====== Entries supplied

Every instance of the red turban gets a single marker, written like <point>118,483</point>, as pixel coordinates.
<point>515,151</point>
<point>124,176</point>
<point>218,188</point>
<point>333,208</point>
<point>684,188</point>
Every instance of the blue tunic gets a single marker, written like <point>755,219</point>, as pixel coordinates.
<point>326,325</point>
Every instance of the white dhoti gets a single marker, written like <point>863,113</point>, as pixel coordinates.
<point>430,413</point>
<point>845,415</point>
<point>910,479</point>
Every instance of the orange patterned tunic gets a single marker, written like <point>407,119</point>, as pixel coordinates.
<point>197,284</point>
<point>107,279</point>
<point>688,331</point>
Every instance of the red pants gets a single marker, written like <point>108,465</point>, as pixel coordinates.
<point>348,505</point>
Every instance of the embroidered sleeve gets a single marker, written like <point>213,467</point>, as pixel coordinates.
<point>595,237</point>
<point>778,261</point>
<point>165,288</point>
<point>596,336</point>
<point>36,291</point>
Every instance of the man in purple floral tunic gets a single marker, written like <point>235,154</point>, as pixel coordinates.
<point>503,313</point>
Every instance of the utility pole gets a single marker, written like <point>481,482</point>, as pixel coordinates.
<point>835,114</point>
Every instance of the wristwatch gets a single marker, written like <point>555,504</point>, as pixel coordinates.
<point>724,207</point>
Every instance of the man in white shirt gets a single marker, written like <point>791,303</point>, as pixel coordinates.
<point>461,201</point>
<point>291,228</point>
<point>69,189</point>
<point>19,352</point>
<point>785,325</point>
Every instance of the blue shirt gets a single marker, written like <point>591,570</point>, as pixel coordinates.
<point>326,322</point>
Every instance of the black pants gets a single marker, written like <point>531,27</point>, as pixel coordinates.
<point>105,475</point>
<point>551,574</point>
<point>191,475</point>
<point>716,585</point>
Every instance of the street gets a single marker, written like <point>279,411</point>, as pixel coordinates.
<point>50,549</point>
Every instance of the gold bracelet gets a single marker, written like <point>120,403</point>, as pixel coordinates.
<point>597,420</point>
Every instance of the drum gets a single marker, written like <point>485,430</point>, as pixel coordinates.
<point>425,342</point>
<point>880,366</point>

============

▶ [Exercise objective]: Rewrite all of the entries above, substituting "single point" for every occurrence of "single marker" and keeping everything else unchanged.

▶ [Complete response]:
Every instance of the red turban gets a single point, written like <point>118,483</point>, as pixel coordinates.
<point>515,151</point>
<point>124,176</point>
<point>218,188</point>
<point>333,208</point>
<point>684,188</point>
Every instance of the blue tunic gets a single point, written like <point>755,219</point>, as pixel coordinates.
<point>326,325</point>
Every instance of the white dhoti gets a single point, written like <point>863,113</point>, as pixel coordinates.
<point>430,413</point>
<point>845,415</point>
<point>910,479</point>
Every instance of the orange patterned tunic gets a single point, written like <point>407,119</point>, as pixel coordinates.
<point>197,284</point>
<point>107,279</point>
<point>688,331</point>
Every instance of the red pants gets a single point, written like <point>108,465</point>, as pixel coordinates.
<point>348,505</point>
Every instance of the embroidered sleeve gets a single point, written like <point>213,467</point>, as pixel coordinates.
<point>595,237</point>
<point>778,261</point>
<point>165,288</point>
<point>596,336</point>
<point>36,291</point>
Every instance of the man in purple floral tunic gets a single point, written like <point>235,154</point>, as pixel coordinates.
<point>503,313</point>
Every instance of the utility pole gets a single point, written like <point>481,482</point>, as pixel coordinates.
<point>835,114</point>
Every instance of the wristwatch gets a single point, written like <point>555,504</point>, as pixel coordinates.
<point>724,207</point>
Every instance of the man in white shirt gets a single point, written like <point>791,303</point>, as pixel coordinates.
<point>461,201</point>
<point>291,228</point>
<point>69,189</point>
<point>19,352</point>
<point>785,325</point>
Every instance of the blue shirt gets a single point, written like <point>591,570</point>, as pixel coordinates.
<point>326,322</point>
Every instance of the black pants gets a single point, written like <point>531,27</point>, as pixel coordinates.
<point>105,475</point>
<point>551,574</point>
<point>191,475</point>
<point>716,585</point>
Every instance of the street gets a single point, written like <point>279,411</point>, as pixel coordinates.
<point>50,549</point>
Every instance of the gold bracelet gets a single point, written like <point>120,403</point>, as pixel coordinates.
<point>597,420</point>
Every instance of the drum gets a single point, written like <point>485,430</point>, as pixel coordinates.
<point>425,342</point>
<point>880,366</point>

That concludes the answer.